| Prompt |
Could you rewrite the listing from the line with "of the vertical" up to and including the line with "left=867, top=319, right=1024, bottom=360", requests included, and shift every bounding-box coordinate in the answers up by 78? Give only those lines, and leave the numbers in the requests and their format samples unchanged.

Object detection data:
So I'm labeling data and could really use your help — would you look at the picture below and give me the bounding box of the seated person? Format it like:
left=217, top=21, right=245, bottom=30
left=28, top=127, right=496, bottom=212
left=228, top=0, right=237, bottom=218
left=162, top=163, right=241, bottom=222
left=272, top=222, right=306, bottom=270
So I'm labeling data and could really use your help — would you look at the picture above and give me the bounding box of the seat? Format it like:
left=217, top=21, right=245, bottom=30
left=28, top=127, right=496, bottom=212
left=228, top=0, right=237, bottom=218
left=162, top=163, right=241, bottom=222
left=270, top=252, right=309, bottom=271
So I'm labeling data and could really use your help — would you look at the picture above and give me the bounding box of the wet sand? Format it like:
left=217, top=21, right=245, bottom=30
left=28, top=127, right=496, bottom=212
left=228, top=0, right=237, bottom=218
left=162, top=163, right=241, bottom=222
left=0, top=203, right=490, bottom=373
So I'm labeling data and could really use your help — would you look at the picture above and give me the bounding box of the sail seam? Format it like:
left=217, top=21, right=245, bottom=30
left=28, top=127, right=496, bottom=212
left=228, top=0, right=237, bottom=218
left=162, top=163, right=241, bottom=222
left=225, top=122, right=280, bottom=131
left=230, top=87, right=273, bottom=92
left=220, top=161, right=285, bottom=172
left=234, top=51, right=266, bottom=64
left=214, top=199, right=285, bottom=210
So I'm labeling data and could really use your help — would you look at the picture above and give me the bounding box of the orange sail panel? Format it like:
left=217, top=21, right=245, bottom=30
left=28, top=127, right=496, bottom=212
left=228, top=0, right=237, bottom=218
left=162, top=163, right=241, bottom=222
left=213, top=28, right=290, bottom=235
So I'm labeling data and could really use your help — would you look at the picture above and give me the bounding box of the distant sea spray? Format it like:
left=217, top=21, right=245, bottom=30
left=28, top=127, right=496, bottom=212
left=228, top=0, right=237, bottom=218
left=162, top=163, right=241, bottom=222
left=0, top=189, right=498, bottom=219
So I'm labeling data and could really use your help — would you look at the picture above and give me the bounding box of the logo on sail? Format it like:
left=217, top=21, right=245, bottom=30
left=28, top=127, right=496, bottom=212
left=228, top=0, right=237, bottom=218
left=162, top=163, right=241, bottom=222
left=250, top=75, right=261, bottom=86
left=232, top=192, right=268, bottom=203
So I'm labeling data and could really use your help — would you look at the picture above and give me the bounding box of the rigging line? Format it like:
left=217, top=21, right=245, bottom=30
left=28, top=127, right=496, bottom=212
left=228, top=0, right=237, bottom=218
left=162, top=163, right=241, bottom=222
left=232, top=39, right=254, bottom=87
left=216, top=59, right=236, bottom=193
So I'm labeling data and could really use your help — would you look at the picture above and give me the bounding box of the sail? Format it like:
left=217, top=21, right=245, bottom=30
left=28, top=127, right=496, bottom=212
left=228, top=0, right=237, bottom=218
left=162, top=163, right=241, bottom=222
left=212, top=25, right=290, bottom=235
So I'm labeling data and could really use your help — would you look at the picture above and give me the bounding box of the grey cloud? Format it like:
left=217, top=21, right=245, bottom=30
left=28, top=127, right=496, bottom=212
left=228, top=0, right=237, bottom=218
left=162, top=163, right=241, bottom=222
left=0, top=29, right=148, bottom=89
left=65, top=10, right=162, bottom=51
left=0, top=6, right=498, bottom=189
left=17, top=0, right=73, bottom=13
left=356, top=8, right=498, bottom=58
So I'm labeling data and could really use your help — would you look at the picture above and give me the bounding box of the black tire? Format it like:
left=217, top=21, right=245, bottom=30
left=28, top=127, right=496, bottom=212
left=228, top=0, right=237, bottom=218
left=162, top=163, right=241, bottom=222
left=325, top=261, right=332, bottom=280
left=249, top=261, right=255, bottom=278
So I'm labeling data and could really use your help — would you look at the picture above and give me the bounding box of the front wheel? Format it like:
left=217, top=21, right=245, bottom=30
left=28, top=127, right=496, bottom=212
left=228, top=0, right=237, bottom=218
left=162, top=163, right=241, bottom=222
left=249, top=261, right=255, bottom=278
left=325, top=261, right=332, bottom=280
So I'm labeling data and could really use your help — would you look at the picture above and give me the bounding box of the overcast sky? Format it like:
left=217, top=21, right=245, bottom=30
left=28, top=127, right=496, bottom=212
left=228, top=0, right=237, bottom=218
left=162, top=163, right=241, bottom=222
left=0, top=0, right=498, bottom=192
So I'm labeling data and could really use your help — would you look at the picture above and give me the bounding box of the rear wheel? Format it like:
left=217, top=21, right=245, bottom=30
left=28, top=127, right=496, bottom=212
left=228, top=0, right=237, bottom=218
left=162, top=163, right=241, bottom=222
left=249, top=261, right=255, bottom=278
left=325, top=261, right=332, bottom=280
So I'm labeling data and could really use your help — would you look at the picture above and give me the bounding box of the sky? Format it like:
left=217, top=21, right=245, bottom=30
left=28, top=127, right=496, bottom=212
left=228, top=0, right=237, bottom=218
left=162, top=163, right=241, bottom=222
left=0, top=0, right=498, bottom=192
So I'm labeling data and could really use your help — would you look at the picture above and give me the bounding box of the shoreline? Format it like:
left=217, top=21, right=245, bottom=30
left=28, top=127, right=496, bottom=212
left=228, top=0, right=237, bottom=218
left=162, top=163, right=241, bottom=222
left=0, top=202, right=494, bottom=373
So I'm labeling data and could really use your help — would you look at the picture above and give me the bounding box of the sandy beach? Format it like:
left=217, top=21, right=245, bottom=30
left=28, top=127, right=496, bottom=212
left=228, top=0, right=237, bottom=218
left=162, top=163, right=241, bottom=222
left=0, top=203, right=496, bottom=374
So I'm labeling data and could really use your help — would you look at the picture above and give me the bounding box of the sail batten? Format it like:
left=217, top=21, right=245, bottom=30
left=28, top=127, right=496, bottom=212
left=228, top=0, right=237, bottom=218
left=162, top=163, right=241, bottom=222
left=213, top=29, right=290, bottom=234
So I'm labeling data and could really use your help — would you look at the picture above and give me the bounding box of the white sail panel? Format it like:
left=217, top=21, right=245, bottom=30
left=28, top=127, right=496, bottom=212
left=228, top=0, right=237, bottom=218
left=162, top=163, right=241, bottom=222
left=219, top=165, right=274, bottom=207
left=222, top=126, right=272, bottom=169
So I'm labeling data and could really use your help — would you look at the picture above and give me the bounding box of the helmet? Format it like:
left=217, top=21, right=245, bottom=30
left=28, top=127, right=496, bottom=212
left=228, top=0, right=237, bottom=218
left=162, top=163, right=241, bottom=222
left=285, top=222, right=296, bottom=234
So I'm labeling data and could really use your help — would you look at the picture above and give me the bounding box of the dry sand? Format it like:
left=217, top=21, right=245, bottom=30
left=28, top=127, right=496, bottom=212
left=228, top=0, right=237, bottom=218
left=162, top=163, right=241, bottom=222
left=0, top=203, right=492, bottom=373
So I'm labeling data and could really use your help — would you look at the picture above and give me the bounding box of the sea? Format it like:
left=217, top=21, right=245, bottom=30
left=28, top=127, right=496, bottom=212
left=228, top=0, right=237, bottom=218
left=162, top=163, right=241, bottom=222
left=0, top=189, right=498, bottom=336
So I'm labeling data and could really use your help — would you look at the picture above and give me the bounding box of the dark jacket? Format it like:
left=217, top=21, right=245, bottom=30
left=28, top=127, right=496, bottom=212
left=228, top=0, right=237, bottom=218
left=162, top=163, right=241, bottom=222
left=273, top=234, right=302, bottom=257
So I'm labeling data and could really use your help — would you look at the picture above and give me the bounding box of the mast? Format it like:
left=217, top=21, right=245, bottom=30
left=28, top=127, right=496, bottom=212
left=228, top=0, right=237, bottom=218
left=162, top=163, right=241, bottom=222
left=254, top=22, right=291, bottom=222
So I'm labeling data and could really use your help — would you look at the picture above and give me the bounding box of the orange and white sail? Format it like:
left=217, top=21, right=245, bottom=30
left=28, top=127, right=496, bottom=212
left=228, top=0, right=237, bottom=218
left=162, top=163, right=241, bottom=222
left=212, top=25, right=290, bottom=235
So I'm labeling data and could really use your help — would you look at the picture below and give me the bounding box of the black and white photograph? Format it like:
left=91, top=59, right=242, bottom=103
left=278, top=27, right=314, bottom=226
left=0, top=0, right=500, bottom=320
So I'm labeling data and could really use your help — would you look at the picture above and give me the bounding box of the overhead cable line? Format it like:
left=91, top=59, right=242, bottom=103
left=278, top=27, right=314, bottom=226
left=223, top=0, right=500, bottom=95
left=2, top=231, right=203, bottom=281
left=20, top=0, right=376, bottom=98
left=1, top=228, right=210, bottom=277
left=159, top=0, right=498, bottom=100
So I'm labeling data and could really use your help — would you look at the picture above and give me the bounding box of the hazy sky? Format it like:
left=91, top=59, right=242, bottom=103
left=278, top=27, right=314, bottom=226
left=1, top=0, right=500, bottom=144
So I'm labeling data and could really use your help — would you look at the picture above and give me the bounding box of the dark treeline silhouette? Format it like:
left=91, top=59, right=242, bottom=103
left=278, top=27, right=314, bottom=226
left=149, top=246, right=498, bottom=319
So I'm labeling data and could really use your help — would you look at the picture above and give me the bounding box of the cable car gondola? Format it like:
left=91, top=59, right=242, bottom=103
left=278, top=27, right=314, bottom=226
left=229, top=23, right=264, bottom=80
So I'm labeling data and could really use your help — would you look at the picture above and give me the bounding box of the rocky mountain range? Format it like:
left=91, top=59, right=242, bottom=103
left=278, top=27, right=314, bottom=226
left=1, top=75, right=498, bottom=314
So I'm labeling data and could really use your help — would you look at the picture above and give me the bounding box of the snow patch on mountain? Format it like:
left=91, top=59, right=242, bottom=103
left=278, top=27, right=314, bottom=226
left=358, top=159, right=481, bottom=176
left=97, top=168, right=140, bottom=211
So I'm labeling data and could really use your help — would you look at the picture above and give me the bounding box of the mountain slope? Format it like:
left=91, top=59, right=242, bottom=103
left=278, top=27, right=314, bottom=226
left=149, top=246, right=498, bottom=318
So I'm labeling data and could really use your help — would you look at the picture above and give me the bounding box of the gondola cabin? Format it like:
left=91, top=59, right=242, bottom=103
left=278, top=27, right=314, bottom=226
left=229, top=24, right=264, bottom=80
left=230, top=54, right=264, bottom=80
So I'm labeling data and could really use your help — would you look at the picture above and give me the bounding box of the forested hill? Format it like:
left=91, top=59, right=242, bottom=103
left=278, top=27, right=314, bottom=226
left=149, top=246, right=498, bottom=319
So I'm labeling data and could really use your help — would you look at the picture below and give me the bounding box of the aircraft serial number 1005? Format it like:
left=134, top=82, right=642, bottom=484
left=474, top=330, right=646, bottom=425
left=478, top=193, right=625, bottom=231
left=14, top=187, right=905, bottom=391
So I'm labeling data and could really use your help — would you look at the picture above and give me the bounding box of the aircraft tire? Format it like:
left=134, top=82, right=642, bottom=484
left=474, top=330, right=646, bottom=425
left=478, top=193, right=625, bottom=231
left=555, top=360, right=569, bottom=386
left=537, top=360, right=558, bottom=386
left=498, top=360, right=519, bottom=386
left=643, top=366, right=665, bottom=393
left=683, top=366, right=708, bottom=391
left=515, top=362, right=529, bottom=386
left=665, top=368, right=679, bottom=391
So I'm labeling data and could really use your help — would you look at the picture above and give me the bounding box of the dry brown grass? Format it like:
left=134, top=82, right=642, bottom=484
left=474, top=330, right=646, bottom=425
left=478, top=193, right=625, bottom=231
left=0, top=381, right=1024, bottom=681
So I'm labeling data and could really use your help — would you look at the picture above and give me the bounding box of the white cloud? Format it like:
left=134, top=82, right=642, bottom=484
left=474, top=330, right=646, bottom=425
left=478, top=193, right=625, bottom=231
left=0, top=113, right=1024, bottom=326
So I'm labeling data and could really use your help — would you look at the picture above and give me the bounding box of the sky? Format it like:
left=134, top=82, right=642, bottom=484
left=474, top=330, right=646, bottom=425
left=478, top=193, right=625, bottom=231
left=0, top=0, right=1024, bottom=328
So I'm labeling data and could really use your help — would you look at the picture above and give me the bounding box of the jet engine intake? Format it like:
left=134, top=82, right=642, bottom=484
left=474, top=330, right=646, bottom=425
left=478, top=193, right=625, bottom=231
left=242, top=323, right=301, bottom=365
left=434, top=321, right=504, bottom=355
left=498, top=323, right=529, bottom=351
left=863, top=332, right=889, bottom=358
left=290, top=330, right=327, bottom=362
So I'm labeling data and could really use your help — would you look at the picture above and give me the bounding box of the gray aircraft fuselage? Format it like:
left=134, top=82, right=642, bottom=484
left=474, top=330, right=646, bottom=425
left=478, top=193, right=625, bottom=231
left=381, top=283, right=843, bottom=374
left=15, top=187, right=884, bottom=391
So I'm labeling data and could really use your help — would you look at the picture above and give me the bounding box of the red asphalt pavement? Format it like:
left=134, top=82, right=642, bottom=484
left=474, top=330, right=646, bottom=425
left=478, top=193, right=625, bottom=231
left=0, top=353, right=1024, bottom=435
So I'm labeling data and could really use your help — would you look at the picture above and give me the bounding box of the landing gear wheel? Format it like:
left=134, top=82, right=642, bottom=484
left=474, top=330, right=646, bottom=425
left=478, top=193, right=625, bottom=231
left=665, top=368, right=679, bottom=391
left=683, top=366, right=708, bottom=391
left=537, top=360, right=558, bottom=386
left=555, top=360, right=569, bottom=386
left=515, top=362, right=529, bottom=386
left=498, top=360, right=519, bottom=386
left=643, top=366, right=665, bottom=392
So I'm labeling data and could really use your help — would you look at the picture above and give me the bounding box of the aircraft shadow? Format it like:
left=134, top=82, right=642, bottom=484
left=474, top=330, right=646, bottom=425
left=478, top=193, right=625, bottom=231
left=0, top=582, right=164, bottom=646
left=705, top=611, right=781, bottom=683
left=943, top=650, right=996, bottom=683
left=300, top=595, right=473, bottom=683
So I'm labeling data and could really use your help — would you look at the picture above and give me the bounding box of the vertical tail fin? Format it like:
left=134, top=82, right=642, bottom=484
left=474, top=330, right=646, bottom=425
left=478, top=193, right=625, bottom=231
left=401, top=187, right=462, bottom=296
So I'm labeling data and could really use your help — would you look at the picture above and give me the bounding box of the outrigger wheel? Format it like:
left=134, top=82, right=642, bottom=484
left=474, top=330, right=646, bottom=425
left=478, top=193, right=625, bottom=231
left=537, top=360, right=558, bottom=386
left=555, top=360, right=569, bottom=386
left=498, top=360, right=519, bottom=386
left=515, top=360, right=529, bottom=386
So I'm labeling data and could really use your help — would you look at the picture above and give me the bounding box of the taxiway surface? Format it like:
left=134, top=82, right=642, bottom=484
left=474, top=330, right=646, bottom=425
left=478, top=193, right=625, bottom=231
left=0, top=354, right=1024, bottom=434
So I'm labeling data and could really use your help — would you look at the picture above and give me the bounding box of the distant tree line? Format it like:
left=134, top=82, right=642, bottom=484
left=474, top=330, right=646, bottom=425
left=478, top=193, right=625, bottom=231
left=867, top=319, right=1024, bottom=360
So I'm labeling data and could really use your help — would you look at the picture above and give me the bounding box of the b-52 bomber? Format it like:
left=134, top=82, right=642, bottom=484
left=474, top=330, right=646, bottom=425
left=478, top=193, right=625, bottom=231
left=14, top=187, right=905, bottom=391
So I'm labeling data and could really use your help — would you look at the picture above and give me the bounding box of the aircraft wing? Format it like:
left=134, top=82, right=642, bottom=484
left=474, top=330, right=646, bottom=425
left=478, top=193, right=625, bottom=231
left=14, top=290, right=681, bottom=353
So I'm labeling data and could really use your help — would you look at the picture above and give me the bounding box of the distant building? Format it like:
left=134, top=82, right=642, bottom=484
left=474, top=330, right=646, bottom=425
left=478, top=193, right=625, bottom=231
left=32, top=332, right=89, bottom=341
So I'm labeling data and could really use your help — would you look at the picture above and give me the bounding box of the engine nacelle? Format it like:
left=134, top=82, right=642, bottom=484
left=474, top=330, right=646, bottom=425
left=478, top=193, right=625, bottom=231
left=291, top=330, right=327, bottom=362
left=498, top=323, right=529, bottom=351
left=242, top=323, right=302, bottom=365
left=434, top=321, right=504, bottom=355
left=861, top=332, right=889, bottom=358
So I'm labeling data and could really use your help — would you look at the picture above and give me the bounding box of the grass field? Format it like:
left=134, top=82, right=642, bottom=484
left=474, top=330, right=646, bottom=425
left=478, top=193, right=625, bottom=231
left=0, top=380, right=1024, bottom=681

| Exercise result |
So I'm labeling data and could really use your help — would you look at the picture above and give me the bounding box of the vertical tail fin? Format it like:
left=134, top=82, right=642, bottom=484
left=474, top=330, right=646, bottom=425
left=478, top=193, right=625, bottom=231
left=479, top=265, right=540, bottom=374
So I'm labeling data and could really use your help — would you look at the picture above and give me the bounding box of the outrigger wheel? Format it like:
left=134, top=82, right=642, bottom=484
left=474, top=330, right=646, bottom=425
left=478, top=193, right=625, bottom=231
left=615, top=438, right=636, bottom=464
left=633, top=438, right=647, bottom=464
left=576, top=438, right=597, bottom=464
left=593, top=438, right=607, bottom=464
So I'm labeling data and could really use your help — would you look at the picture above and give me the bounding box of the taxiway surface? Format it like:
left=134, top=82, right=642, bottom=484
left=474, top=330, right=646, bottom=425
left=478, top=193, right=625, bottom=231
left=78, top=432, right=1102, bottom=512
So I'm labeling data and could really use your help — would you look at the picture above and give me the bounding box of the distant tree line? Format it like:
left=134, top=82, right=642, bottom=484
left=474, top=330, right=646, bottom=425
left=478, top=193, right=625, bottom=231
left=945, top=397, right=1102, bottom=438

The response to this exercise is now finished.